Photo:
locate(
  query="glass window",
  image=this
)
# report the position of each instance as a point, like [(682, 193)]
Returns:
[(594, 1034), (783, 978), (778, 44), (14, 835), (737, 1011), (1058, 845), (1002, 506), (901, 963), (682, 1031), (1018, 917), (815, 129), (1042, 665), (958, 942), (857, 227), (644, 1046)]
-=-=-
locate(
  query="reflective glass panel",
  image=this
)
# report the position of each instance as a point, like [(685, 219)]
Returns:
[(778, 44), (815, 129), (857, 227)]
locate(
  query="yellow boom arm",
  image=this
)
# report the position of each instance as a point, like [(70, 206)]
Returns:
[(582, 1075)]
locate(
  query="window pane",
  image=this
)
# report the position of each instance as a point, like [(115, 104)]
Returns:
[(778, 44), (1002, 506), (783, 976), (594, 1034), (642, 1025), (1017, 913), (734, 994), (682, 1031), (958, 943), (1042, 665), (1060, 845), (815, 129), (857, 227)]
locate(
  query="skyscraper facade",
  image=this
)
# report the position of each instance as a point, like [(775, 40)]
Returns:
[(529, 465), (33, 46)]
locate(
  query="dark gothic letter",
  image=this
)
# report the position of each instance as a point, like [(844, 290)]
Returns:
-=-=-
#### DIRECTION:
Can you locate every line in the rows above that contains the word "instance" and copy each one out in full?

#### FULL RESPONSE:
# report the position of each instance as a point, like [(682, 193)]
# report the position of each instance as a point, like [(685, 219)]
# report the position of each instance as a point, like [(70, 206)]
# report the position of each instance as a point, like [(115, 104)]
# report the position of each instance as a point, like [(775, 40)]
# report the position of each instance as a point, like [(844, 290)]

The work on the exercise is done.